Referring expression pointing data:
★ ★ ★ ★ ★ ★ ★

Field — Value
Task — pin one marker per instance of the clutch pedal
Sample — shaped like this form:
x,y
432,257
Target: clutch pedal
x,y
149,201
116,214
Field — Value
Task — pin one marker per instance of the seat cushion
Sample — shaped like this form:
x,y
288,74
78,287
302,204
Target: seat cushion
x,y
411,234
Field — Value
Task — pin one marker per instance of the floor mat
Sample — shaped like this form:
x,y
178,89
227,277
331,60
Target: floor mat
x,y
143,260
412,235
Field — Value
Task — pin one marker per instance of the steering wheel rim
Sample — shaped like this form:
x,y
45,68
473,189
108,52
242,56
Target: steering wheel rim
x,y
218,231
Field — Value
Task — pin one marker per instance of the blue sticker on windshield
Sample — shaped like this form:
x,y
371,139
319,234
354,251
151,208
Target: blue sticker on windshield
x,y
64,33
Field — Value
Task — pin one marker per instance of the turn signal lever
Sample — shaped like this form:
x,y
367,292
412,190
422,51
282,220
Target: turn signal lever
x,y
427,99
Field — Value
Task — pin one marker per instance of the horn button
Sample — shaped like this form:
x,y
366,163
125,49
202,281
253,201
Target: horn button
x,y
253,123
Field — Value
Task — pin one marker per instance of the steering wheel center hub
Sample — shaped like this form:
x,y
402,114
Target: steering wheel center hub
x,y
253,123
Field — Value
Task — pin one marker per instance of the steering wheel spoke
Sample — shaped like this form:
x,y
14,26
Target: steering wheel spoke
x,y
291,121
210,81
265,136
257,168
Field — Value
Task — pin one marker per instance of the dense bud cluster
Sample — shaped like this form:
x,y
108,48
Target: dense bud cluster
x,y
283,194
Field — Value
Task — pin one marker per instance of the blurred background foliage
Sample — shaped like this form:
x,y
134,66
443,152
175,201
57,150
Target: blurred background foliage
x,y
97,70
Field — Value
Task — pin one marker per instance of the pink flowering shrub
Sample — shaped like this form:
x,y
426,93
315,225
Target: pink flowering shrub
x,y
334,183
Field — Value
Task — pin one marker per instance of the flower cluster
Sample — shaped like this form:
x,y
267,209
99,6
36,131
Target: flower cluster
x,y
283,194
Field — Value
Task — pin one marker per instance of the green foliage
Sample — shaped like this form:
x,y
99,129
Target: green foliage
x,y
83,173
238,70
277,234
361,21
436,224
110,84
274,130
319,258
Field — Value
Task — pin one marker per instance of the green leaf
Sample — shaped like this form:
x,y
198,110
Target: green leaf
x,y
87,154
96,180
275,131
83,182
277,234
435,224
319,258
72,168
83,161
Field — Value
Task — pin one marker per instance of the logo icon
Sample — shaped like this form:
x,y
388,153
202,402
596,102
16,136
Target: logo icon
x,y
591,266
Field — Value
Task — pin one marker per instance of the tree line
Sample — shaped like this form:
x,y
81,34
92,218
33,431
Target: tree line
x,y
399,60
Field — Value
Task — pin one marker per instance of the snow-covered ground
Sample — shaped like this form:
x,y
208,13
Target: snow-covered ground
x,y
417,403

★ ★ ★ ★ ★ ★ ★

### PROBLEM TO WORK ON
Write out the entries above word for word.

### EXERCISE SOLUTION
Field — Value
Task — pin one marker per instance of the clutch pedal
Sample — shaped like this form:
x,y
432,257
Target: clutch pedal
x,y
149,201
116,214
Field — Value
Task — pin one marker per instance of the seat cushion
Sample — shaped like this form:
x,y
288,74
78,287
302,204
Target: seat cushion
x,y
411,234
Field — Value
Task — pin one marker per instance of the floor mat
Sample — shaped like this form:
x,y
178,89
227,277
331,60
Target: floor mat
x,y
143,260
412,235
Field — Value
Task — pin one marker per instance of the steering wheel rim
Sample — shaped like this form:
x,y
45,68
473,189
108,52
242,56
Target: steering wheel rim
x,y
218,231
Field — Value
Task — pin one marker per instance of the blue sticker on windshield
Sample — shaped like this form:
x,y
371,139
319,234
354,251
151,208
Target: blue sticker on windshield
x,y
64,33
Field — Value
Task — pin one marker per instance of the turn signal lever
Sample — shaped like this form:
x,y
367,292
412,190
422,51
282,220
Target: turn signal lever
x,y
427,99
Field — Value
Task — pin one marker per instance of the horn button
Sample — shaped like this form:
x,y
366,163
125,49
202,281
253,201
Target: horn button
x,y
253,123
Field — Value
Task — pin one marker per instance of the steering wheel center hub
Sample — shaped like this form:
x,y
402,114
Target: steering wheel center hub
x,y
253,123
Field — Value
Task — pin one marker per instance of the steering wheel spoke
Sample — shaped like this form:
x,y
14,26
Target: steering wheel spoke
x,y
291,121
210,81
265,136
257,168
Field — Value
Task — pin one marker per instance of the dense bud cluster
Sample — shaped like this form:
x,y
108,48
Target: dense bud cluster
x,y
283,194
Field — Value
Task — pin one marker per instance of the blurred background foliage
Sample — shaped like this form:
x,y
134,66
443,152
175,201
57,150
Target: blurred background foliage
x,y
97,70
Field — Value
Task — pin one marker per instance of the pink flowering shrub
Sample — shaped like this form:
x,y
426,93
315,225
Target: pink flowering shrub
x,y
334,183
Field — Value
Task — pin one marker per instance of the flower cluster
Sample — shaped like this form:
x,y
267,209
99,6
36,131
Target: flower cluster
x,y
283,194
Field — Value
Task — pin one marker per instance of the green foliage
Sample — shaped like this form:
x,y
99,129
Target: green foliage
x,y
83,173
238,70
277,234
361,21
436,224
110,84
274,130
319,258
Field — Value
Task — pin one marker per instance of the green leaf
Sample — shaped like this form:
x,y
198,110
Target: green leaf
x,y
87,154
96,180
275,131
83,182
277,234
435,224
319,258
72,168
83,161
Field — Value
Task — pin one marker per instance of the logo icon
Sample — shaped like this form:
x,y
388,153
202,402
596,102
16,136
Target: logo icon
x,y
591,266
Field — Value
Task — pin one marker per instance of the tree line
Sample — shaped like this form:
x,y
81,34
92,218
33,431
Target: tree line
x,y
399,60
Field — Value
Task — pin one marker per instance of the snow-covered ground
Sample — shaped like this form:
x,y
208,13
Target: snow-covered ground
x,y
417,403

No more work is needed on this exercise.